» **What to work on**
1. Decide whether each statement below agrees with the sprayer nozzle passage. Answer yes or no for each, and quote the words of the passage that decide it.
(a) In the embodiment with a plurality of nozzle tips, the cartridge's valve is in fluid communication with both the control element and the flow paths.
(b) The adjustable apparatus housing can be controlled only manually.
(c) In the three-tip embodiment, the first nozzle tip is coupled to the nozzle connector.
2. Answer these questions using the sprayer nozzle passage:
(a) What does the adjustable apparatus housing support?
(b) In the embodiment with a plurality of nozzle tips, what selectively communicates fluid to at least one of the flow paths?
(c) In the embodiment introduced with "Accordingly," how many nozzle tips does the cartridge comprise before a third one is offered as an option?

» **Extract to read**
● ● ● ● ● ● ●

In another embodiment, a sprayer nozzle cartridge is disclosed. The sprayer nozzle cartridge is adapted for coupling to a nozzle connector of a sprayer nozzle apparatus and for receiving a fluid from the sprayer nozzle apparatus. The sprayer nozzle apparatus includes an adjustable apparatus housing for supporting the nozzle connector and a control element configured to control fluid flow. The sprayer nozzle cartridge includes a cartridge housing. A first nozzle tip having a first flow path is coupled to the cartridge housing. A second nozzle tip having a second flow path is coupled to the cartridge housing. A third nozzle tip having a third flow path is coupled to the cartridge housing. The control element selectively communicates fluid to at least one of the first flow path, the second flow path, and the third flow path. The adjustable apparatus housing and the control element can be controlled manually, remotely, or automatically.
In yet another embodiment, a sprayer nozzle cartridge is disclosed. The sprayer nozzle cartridge is adapted for coupling to a nozzle connector of a sprayer nozzle apparatus and for receiving a fluid from the sprayer nozzle apparatus. The sprayer nozzle apparatus includes an adjustable apparatus housing for supporting the nozzle connector and a control element configured to control fluid flow. The sprayer nozzle cartridge includes a cartridge housing. A plurality of nozzle tips having a plurality of flow paths are coupled to the cartridge housing. The sprayer nozzle cartridge includes a valve in fluid communication with the control element and the plurality of flow paths. The valve selectively communicates fluid to at least one of the plurality of flow paths. The adjustable apparatus housing and the control element can be controlled manually, remotely, or automatically.
Accordingly, in one embodiment, a sprayer nozzle cartridge adapted for coupling to a nozzle connector of a sprayer nozzle apparatus and for receiving a fluid from the sprayer nozzle apparatus is provided. The sprayer nozzle apparatus comprising an apparatus housing for supporting the nozzle connector and a control element configured to control fluid flow, the sprayer nozzle cartridge comprising: a cartridge housing; a first nozzle tip comprising a first flow path, the first nozzle tip coupled to the cartridge housing; and a second nozzle tip comprising a second flow path, the second nozzle tip coupled to the cartridge housing; wherein the control element selectively communicates fluid to at least one of the first flow path and the second flow path. The control element may be configured to selectively communicate fluid to the first flow path. The control element may also be configured to selectively communicate fluid to the second flow path. The control element may further be configured to selectively communicate fluid to both the first flow path and the second flow path. The sprayer nozzle cartridge may further comprise a third nozzle tip comprising a third flow path, the third nozzle tip coupled to the cartridge housing, wherein the control element selectively communicates fluid to at least one of the first flow path, the second flow path, and the third flow path. The control element may be configured to selectively communicate fluid to the third flow path. The control element may also be configured to selectively communicate fluid to each of the first, second, and third flow paths. The control element may further be configured to selectively communicate fluid to both the first flow path and the second flow path. The control element may further also be configured to selectively communicate fluid to both the first flow path and the third flow path. The control element may further also be configured to selectively communicate fluid to both the second flow path and the third flow path.

● ● ● ● ● ● ●

» **Data section**
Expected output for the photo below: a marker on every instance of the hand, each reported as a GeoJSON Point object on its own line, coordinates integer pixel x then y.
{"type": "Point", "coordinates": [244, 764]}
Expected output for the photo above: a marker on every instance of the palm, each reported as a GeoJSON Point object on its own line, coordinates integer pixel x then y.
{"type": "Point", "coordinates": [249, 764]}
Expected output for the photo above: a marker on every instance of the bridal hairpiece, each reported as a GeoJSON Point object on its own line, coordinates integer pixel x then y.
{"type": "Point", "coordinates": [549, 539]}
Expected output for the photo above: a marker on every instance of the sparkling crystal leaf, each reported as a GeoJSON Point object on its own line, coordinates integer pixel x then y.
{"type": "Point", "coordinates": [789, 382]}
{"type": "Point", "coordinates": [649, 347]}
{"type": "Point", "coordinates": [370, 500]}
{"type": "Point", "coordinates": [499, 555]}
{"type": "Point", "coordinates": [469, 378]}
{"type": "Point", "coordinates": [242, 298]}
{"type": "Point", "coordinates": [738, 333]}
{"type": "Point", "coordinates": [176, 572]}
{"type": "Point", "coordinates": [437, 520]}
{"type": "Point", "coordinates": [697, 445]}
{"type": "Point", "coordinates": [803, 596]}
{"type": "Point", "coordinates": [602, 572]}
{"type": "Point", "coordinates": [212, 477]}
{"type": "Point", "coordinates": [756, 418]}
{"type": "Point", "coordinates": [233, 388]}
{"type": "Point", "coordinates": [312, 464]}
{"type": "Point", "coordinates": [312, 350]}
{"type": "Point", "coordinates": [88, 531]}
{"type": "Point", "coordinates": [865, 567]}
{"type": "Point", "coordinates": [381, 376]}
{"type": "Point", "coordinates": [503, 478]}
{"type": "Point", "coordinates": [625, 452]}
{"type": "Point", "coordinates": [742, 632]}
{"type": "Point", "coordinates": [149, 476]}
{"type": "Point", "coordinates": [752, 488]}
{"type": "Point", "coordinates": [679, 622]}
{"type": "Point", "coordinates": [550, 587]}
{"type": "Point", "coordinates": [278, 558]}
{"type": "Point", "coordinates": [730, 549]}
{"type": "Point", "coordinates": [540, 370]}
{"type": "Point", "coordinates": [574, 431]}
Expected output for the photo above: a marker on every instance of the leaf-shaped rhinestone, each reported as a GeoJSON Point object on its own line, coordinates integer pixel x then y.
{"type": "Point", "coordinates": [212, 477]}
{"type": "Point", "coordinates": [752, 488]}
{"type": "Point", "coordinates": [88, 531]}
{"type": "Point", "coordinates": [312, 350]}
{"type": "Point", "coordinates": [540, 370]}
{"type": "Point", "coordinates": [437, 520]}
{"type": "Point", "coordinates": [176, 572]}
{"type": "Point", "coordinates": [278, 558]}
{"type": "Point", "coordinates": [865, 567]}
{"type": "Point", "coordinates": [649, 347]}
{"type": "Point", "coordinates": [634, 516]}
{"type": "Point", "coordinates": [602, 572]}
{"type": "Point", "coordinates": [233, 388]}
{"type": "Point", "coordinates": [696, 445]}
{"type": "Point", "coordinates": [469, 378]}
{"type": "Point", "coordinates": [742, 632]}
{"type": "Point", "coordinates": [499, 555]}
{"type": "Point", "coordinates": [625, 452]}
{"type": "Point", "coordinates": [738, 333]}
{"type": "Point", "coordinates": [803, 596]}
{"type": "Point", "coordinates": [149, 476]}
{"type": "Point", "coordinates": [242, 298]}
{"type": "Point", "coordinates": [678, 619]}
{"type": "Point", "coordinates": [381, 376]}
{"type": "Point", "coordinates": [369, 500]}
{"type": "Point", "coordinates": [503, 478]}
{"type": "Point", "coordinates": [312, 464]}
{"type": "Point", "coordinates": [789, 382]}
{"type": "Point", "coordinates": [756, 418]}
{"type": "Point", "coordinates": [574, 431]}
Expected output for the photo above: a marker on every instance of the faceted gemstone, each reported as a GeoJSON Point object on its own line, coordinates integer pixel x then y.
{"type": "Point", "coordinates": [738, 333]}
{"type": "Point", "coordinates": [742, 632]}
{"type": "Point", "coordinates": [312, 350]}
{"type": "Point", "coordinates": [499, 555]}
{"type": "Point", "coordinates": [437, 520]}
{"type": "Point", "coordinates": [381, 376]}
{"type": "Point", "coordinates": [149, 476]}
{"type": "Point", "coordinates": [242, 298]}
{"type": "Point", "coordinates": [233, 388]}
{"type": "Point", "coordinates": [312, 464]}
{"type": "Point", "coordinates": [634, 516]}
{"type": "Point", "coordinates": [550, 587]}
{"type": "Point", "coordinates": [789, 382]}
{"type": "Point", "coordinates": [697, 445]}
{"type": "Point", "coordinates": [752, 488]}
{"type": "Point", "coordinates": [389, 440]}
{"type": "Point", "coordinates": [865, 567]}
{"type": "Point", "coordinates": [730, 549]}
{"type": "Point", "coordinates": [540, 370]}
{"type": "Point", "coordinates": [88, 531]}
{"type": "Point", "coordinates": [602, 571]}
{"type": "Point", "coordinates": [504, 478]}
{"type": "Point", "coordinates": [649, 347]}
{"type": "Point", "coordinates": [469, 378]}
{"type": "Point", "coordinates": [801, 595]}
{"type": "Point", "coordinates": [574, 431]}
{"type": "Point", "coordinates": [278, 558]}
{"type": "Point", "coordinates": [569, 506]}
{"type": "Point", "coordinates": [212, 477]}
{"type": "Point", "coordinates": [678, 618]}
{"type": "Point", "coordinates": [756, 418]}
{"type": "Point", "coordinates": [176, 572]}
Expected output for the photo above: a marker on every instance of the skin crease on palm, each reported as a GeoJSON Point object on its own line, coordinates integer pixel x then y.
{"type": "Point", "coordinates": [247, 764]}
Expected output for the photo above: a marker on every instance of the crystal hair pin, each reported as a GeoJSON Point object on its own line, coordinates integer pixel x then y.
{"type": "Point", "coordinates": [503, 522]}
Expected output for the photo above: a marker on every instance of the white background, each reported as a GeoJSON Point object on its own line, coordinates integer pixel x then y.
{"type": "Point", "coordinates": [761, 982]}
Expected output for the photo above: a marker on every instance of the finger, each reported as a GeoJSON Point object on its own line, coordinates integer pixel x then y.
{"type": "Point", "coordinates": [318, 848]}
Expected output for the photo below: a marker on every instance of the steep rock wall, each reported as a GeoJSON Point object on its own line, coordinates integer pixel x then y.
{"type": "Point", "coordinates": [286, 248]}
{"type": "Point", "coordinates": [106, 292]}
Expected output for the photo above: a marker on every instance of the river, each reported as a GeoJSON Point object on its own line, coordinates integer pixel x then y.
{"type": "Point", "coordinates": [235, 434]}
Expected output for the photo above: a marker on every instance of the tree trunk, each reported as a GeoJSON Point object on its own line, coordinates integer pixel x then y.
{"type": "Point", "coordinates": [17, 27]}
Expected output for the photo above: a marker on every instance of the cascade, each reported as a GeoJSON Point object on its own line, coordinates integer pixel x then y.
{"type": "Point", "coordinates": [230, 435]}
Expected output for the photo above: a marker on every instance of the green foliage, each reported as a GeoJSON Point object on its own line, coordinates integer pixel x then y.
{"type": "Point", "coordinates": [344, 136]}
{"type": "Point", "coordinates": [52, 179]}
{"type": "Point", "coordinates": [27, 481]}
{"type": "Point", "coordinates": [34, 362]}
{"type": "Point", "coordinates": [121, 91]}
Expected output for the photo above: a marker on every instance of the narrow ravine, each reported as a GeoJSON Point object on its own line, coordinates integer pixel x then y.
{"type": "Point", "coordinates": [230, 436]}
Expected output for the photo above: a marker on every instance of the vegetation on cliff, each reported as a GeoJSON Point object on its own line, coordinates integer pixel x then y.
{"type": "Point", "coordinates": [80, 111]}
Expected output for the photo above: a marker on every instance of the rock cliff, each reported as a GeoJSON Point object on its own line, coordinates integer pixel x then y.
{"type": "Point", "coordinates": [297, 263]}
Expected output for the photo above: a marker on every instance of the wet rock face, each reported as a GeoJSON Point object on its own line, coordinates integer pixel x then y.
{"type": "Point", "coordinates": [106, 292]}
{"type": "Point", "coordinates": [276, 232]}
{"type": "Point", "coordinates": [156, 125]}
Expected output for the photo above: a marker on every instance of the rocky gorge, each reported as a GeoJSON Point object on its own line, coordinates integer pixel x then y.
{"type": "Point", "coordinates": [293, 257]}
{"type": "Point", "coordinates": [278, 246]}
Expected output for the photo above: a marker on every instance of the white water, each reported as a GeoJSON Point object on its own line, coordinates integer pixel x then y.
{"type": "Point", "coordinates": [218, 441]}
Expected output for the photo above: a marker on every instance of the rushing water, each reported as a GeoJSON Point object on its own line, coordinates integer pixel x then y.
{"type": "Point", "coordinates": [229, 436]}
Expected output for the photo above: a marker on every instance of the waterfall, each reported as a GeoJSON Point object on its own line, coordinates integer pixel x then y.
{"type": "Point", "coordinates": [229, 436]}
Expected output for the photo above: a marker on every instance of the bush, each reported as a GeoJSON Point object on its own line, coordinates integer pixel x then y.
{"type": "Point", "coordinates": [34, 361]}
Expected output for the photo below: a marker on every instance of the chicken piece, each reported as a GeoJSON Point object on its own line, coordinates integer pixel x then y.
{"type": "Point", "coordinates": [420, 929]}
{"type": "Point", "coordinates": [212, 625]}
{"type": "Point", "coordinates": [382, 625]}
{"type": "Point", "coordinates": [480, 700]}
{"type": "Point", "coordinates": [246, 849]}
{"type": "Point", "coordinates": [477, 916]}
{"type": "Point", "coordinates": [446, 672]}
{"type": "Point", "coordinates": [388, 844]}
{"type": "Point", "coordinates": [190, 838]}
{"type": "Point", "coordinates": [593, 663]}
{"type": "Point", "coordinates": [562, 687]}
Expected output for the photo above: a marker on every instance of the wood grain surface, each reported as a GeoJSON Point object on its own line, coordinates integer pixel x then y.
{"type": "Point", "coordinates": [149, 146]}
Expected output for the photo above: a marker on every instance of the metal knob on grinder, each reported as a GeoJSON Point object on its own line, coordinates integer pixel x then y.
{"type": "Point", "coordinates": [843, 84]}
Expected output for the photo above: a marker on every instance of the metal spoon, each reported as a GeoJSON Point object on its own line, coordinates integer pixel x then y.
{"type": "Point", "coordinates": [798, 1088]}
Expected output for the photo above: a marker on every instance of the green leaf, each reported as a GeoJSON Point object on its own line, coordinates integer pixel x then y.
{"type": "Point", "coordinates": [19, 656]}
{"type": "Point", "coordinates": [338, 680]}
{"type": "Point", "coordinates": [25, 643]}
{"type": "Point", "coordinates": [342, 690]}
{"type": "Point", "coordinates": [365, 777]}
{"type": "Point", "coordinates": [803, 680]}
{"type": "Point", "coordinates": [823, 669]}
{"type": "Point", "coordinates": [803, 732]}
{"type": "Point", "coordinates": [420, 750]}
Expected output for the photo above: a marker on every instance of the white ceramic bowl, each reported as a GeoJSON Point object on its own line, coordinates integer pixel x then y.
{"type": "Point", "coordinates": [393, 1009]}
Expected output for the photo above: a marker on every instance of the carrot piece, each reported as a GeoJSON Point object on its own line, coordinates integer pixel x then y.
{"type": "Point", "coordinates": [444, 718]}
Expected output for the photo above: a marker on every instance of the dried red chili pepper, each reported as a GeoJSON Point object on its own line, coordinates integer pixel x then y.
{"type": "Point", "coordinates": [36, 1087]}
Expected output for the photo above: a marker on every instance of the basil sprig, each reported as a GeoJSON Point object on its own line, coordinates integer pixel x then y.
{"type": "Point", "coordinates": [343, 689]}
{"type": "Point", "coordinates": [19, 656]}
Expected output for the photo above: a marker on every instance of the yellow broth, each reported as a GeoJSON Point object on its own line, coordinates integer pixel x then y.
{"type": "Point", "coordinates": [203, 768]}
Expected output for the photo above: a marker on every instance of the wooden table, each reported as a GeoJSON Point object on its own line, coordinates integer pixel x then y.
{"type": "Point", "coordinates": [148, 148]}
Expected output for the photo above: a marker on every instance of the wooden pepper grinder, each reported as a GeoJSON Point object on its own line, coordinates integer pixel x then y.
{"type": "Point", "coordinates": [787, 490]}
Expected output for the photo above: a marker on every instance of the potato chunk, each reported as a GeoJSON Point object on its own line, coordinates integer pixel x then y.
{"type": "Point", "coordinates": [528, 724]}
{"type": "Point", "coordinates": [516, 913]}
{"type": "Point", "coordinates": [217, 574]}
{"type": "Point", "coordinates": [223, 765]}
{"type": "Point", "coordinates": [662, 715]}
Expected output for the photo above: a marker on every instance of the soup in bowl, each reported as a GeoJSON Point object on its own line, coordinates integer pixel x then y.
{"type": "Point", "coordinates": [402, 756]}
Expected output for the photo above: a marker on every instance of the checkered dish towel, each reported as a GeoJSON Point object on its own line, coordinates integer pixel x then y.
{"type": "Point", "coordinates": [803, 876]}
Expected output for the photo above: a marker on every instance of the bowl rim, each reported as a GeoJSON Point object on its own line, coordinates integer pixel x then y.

● ● ● ● ● ● ●

» **Expected outputs**
1.
(a) Yes: "The sprayer nozzle cartridge includes a valve in fluid communication with the control element and the plurality of flow paths."
(b) No: "The adjustable apparatus housing and the control element can be controlled manually, remotely, or automatically."
(c) No: "A first nozzle tip having a first flow path is coupled to the cartridge housing."

2.
(a) It supports the nozzle connector.
(b) The valve selectively communicates fluid to at least one of the flow paths.
(c) The cartridge comprises two nozzle tips, a first and a second.